Dalam kutipan teks tentang Bintang, mengapa pencerita sampai tidak tahu kelahiran Bintang? Jelaskan dalam satu sampai tiga kalimat.

#### [KUTIPAN TEKS]

⁂

'Cause all of me loves all of you
Love your curves and all your edges
All your perfect imperfections
Give your all to me
I'll give my all to you
You're my end and my beginning
Even when I lose I'm winning
'Cause I give you all of me
And you give me all of you, oh oh
Adalah Bintang, gadis cilik yang belum genap lima tahun itu putri pertama Mas Beni dan Mbak Indah, tetangga depan rumahku. Aku tak banyak tahu tentangnya, bahkan kelahirannya pun aku tak tahu karena memang aku lama merantau dan pulang hanya satu tahun sekali.
Malam itu seperti biasa, aku bersilaturrahim bergilir ke rumah bibi dan Mbak Sam, tetangga sebelah yang seperti saudara sendiri. Selepas itu, aku kembali pulang dan mendapati Bintang tengah berdiri sendiri di depan rumahnya. Tak hanya berdiri, ia juga berjalan kesana-kemari dengan sebuah selimut membalut tubuhnya bak pakaian ibu peri. Ia menari-nari, dan yang lebih menarik perhatianku adalah suaranya.

⁂

#### [INFORMASI YANG DIBERIKAN]

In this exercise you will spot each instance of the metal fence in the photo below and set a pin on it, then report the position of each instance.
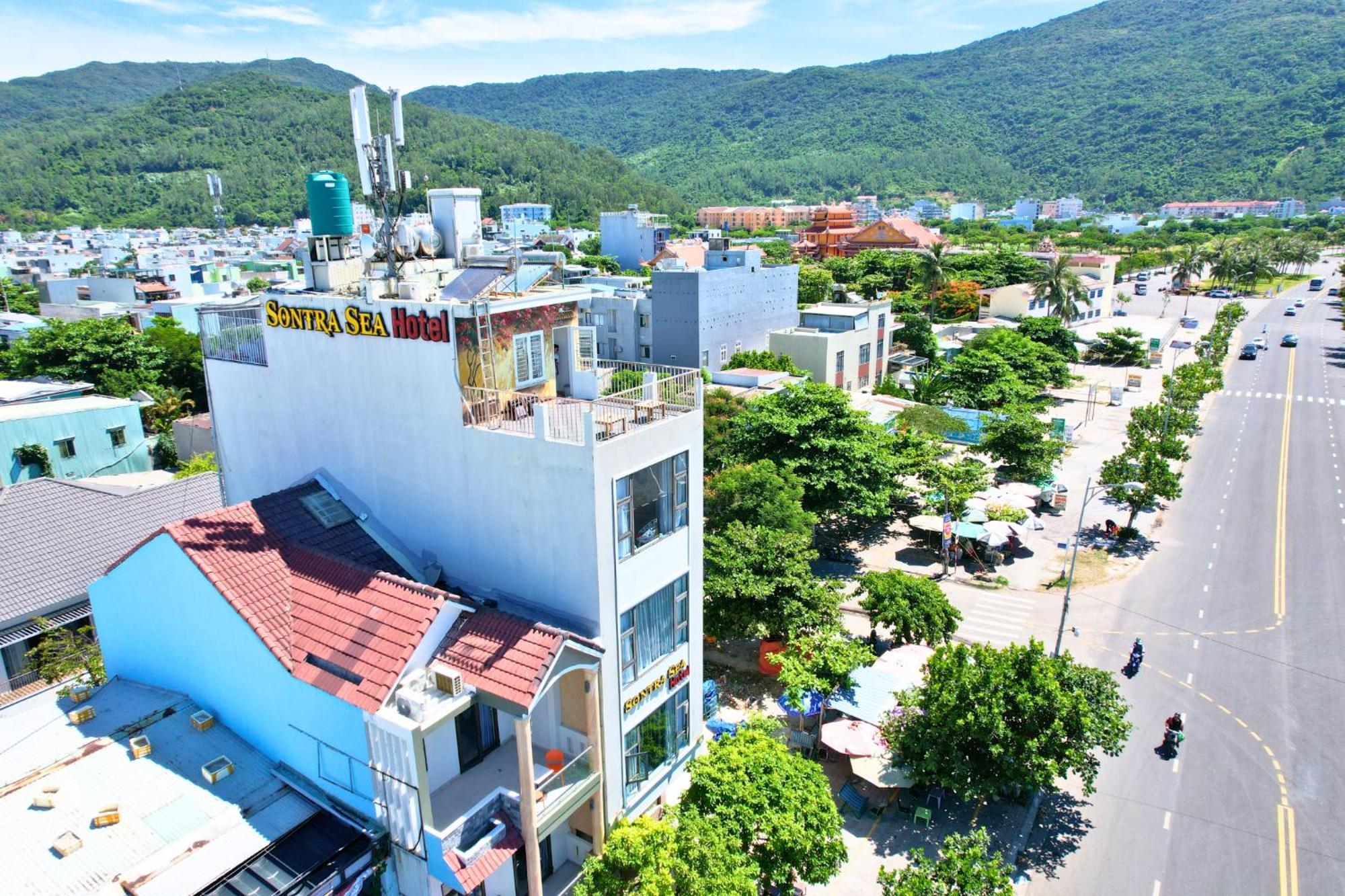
(233, 334)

⁂

#### [PENYELESAIAN SOAL]
Pencerita tidak tahu kelahiran Bintang karena sudah lama merantau dan hanya pulang satu tahun sekali.